Stored data =>
%%
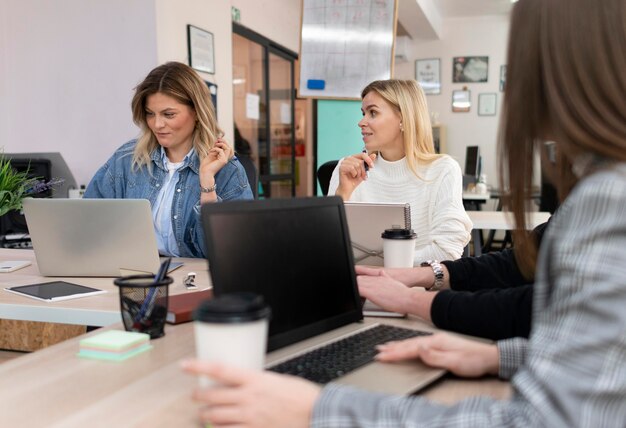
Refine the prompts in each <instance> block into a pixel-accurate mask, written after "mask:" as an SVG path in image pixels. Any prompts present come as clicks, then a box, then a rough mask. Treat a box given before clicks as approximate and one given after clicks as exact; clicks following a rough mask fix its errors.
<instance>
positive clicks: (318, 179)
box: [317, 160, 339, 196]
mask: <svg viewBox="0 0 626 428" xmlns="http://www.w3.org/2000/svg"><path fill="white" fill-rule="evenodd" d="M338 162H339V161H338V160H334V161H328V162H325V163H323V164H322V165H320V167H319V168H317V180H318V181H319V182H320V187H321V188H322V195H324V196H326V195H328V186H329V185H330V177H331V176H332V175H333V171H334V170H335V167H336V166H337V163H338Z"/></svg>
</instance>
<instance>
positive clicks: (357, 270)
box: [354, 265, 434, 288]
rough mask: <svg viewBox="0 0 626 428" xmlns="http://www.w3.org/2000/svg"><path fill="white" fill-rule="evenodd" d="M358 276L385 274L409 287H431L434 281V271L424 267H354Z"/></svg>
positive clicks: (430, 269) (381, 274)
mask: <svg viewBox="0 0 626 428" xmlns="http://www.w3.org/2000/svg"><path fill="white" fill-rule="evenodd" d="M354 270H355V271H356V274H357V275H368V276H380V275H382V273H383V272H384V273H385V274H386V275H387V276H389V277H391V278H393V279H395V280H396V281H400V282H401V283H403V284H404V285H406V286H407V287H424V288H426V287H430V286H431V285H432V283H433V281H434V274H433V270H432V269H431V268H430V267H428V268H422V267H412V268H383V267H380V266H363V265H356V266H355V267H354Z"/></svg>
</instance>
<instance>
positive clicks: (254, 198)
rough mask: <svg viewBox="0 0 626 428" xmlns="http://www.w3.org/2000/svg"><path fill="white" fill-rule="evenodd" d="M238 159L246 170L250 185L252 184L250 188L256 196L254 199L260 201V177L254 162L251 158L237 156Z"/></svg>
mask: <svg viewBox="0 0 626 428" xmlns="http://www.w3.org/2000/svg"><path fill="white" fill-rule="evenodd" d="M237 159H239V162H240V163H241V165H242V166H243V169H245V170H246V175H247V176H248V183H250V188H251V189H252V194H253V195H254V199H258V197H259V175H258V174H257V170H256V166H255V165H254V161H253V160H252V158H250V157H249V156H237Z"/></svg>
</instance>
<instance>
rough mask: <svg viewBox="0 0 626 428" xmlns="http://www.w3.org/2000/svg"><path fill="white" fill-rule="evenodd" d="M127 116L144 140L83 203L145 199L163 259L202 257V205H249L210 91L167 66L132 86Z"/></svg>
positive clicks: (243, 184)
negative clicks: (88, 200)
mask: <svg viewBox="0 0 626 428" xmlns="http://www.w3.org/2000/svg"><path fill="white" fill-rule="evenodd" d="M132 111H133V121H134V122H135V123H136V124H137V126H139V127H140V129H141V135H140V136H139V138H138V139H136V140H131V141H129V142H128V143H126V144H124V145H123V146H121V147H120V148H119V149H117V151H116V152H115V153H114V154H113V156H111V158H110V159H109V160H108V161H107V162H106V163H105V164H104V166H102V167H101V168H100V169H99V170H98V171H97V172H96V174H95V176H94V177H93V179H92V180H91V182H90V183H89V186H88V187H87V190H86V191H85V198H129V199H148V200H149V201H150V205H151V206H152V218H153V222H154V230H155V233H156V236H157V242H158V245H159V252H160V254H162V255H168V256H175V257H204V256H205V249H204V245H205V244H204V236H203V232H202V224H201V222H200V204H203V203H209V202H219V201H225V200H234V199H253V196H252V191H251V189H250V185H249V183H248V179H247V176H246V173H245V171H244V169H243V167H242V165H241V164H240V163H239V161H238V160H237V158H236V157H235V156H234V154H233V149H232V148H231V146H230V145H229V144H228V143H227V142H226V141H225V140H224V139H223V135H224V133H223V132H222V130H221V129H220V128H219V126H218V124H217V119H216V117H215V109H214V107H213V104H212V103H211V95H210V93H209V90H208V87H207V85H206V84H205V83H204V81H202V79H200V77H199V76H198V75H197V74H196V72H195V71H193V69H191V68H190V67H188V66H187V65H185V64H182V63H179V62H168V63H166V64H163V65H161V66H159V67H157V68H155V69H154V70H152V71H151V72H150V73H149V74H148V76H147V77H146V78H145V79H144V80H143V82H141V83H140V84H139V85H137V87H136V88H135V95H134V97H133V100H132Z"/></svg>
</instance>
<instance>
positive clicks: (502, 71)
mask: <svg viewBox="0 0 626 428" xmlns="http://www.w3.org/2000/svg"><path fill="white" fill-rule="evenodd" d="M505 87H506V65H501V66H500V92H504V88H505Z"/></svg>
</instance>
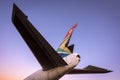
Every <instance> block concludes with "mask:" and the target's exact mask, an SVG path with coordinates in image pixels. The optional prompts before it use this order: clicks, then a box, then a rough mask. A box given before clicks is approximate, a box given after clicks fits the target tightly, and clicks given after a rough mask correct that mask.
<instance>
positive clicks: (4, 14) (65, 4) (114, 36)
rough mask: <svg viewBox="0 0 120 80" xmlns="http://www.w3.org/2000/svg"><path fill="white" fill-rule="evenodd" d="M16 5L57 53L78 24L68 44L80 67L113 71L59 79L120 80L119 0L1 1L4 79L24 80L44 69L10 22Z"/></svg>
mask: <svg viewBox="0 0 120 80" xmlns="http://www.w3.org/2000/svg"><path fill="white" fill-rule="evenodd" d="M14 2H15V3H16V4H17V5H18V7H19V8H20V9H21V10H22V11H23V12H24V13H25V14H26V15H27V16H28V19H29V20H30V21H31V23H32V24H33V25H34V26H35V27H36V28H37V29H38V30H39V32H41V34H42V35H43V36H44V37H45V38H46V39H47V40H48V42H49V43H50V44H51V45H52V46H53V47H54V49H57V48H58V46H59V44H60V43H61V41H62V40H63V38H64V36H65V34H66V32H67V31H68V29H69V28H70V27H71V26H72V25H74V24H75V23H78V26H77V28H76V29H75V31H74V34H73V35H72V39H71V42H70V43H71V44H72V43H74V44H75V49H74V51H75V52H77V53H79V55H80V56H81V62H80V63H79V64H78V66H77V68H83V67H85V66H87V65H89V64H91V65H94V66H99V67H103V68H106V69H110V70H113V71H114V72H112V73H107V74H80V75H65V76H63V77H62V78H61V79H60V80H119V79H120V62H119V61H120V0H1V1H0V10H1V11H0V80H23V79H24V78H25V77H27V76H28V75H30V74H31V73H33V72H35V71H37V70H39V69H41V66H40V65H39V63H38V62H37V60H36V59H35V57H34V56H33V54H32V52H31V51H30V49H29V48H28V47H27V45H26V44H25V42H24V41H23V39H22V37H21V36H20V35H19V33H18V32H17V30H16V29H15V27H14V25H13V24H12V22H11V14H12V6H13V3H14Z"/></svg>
%%
Task item => Word for word, print out all of the records above; pass over the pictures.

Exercise solution =>
Refine the prompts in each <instance> block into a pixel-accurate mask, written after "mask:" as an SVG path in image pixels. Any prompts present come as clicks, then a box, then a rough mask. Treat a box given before clicks as approximate and one given after clicks as exact; clicks following a rough mask fix its errors.
<instance>
positive clicks: (318, 179)
box: [317, 160, 339, 196]
mask: <svg viewBox="0 0 626 428" xmlns="http://www.w3.org/2000/svg"><path fill="white" fill-rule="evenodd" d="M338 162H339V161H338V160H334V161H328V162H325V163H323V164H322V165H320V167H319V168H317V180H318V181H319V182H320V187H321V188H322V195H324V196H326V195H328V186H329V185H330V177H331V176H332V175H333V171H334V170H335V167H336V166H337V163H338Z"/></svg>
</instance>
<instance>
positive clicks: (357, 270)
box: [354, 265, 434, 288]
rough mask: <svg viewBox="0 0 626 428" xmlns="http://www.w3.org/2000/svg"><path fill="white" fill-rule="evenodd" d="M358 276L385 274L409 287H431L434 281V271L424 267H354Z"/></svg>
positive clicks: (430, 269) (381, 274)
mask: <svg viewBox="0 0 626 428" xmlns="http://www.w3.org/2000/svg"><path fill="white" fill-rule="evenodd" d="M354 270H355V271H356V274H357V275H368V276H380V275H382V273H383V272H384V273H385V274H386V275H387V276H389V277H391V278H393V279H395V280H396V281H400V282H401V283H403V284H404V285H406V286H407V287H424V288H426V287H430V286H431V285H432V283H433V281H434V274H433V270H432V269H431V268H430V267H428V268H422V267H412V268H383V267H380V266H363V265H356V266H355V267H354Z"/></svg>
</instance>
<instance>
positive clicks: (254, 198)
rough mask: <svg viewBox="0 0 626 428" xmlns="http://www.w3.org/2000/svg"><path fill="white" fill-rule="evenodd" d="M238 159L246 170L250 185L252 184L250 188L256 196L254 199L260 201V177L254 162L251 158L237 156Z"/></svg>
mask: <svg viewBox="0 0 626 428" xmlns="http://www.w3.org/2000/svg"><path fill="white" fill-rule="evenodd" d="M237 159H239V162H240V163H241V165H242V166H243V169H245V170H246V175H247V176H248V183H250V188H251V189H252V194H253V195H254V199H258V197H259V175H258V174H257V170H256V166H255V165H254V161H253V160H252V158H250V157H249V156H237Z"/></svg>
</instance>
<instance>
rough mask: <svg viewBox="0 0 626 428" xmlns="http://www.w3.org/2000/svg"><path fill="white" fill-rule="evenodd" d="M127 116L144 140L83 203L145 199L163 259L202 257V205H249L210 91L167 66L132 86Z"/></svg>
positive clicks: (243, 184)
negative clicks: (88, 200)
mask: <svg viewBox="0 0 626 428" xmlns="http://www.w3.org/2000/svg"><path fill="white" fill-rule="evenodd" d="M132 111H133V121H134V122H135V123H136V124H137V126H139V127H140V129H141V135H140V136H139V138H138V139H136V140H131V141H129V142H128V143H126V144H124V145H123V146H121V147H120V148H119V149H117V151H116V152H115V153H114V154H113V156H111V158H110V159H109V160H108V161H107V162H106V163H105V164H104V166H102V167H101V168H100V169H99V170H98V171H97V172H96V174H95V176H94V177H93V179H92V180H91V182H90V183H89V186H88V187H87V190H86V191H85V198H129V199H148V200H149V201H150V205H151V206H152V218H153V222H154V230H155V233H156V236H157V242H158V245H159V252H160V254H162V255H168V256H175V257H204V256H205V249H204V245H205V244H204V236H203V232H202V224H201V222H200V204H203V203H209V202H219V201H225V200H234V199H253V196H252V191H251V189H250V185H249V183H248V179H247V176H246V173H245V171H244V169H243V167H242V165H241V164H240V163H239V161H238V160H237V158H236V157H235V156H234V154H233V149H232V148H231V146H230V145H229V144H228V143H227V142H226V141H225V140H224V139H223V135H224V133H223V132H222V130H221V129H220V128H219V126H218V124H217V119H216V117H215V109H214V107H213V104H212V103H211V95H210V93H209V90H208V87H207V85H206V84H205V83H204V81H202V79H200V77H199V76H198V75H197V74H196V72H195V71H193V69H191V68H190V67H188V66H187V65H185V64H182V63H179V62H168V63H166V64H163V65H161V66H159V67H157V68H155V69H154V70H152V71H151V72H150V73H149V74H148V76H147V77H146V78H145V79H144V80H143V82H141V83H140V84H139V85H137V87H136V88H135V95H134V97H133V100H132Z"/></svg>
</instance>
<instance>
positive clicks: (502, 71)
mask: <svg viewBox="0 0 626 428" xmlns="http://www.w3.org/2000/svg"><path fill="white" fill-rule="evenodd" d="M505 87H506V65H501V66H500V92H504V88H505Z"/></svg>
</instance>
Every <instance> block concludes with "mask:" and the target's exact mask, an SVG path with coordinates in image pixels. The optional prompts before it use this order: clicks, then a box, then a rough mask. A box given before clicks is approximate, a box given after clicks fits the target tightly, and clicks given after a rough mask correct that mask.
<instance>
positive clicks: (4, 14) (65, 4) (114, 36)
rough mask: <svg viewBox="0 0 120 80" xmlns="http://www.w3.org/2000/svg"><path fill="white" fill-rule="evenodd" d="M16 5L57 53L78 24L68 44L80 67L113 71L59 79L120 80L119 0L1 1L4 79L24 80L44 69L10 22Z"/></svg>
mask: <svg viewBox="0 0 120 80" xmlns="http://www.w3.org/2000/svg"><path fill="white" fill-rule="evenodd" d="M14 2H15V3H16V4H17V5H18V7H19V8H20V9H21V10H22V11H23V12H24V13H25V14H26V15H27V16H28V19H29V20H30V21H31V23H32V24H33V25H34V26H35V27H36V28H37V29H38V30H39V32H41V34H42V35H43V36H44V37H45V38H46V39H47V40H48V42H49V43H50V44H51V45H52V46H53V47H54V49H57V48H58V46H59V44H60V43H61V41H62V40H63V38H64V36H65V34H66V32H67V31H68V29H69V28H70V27H71V26H72V25H74V24H75V23H78V26H77V28H76V29H75V31H74V34H73V35H72V39H71V42H70V43H71V44H72V43H74V44H75V49H74V51H75V52H77V53H79V55H80V56H81V62H80V63H79V64H78V66H77V68H83V67H85V66H87V65H89V64H91V65H94V66H99V67H103V68H106V69H110V70H113V71H114V72H112V73H107V74H80V75H65V76H63V77H62V78H61V79H60V80H119V79H120V62H119V61H120V0H1V1H0V10H1V11H0V80H23V79H24V78H25V77H27V76H28V75H30V74H31V73H33V72H35V71H37V70H39V69H41V66H40V65H39V63H38V62H37V60H36V59H35V57H34V56H33V54H32V52H31V51H30V49H29V48H28V47H27V45H26V44H25V42H24V41H23V39H22V37H21V36H20V35H19V33H18V32H17V30H16V29H15V27H14V25H13V24H12V22H11V14H12V6H13V3H14Z"/></svg>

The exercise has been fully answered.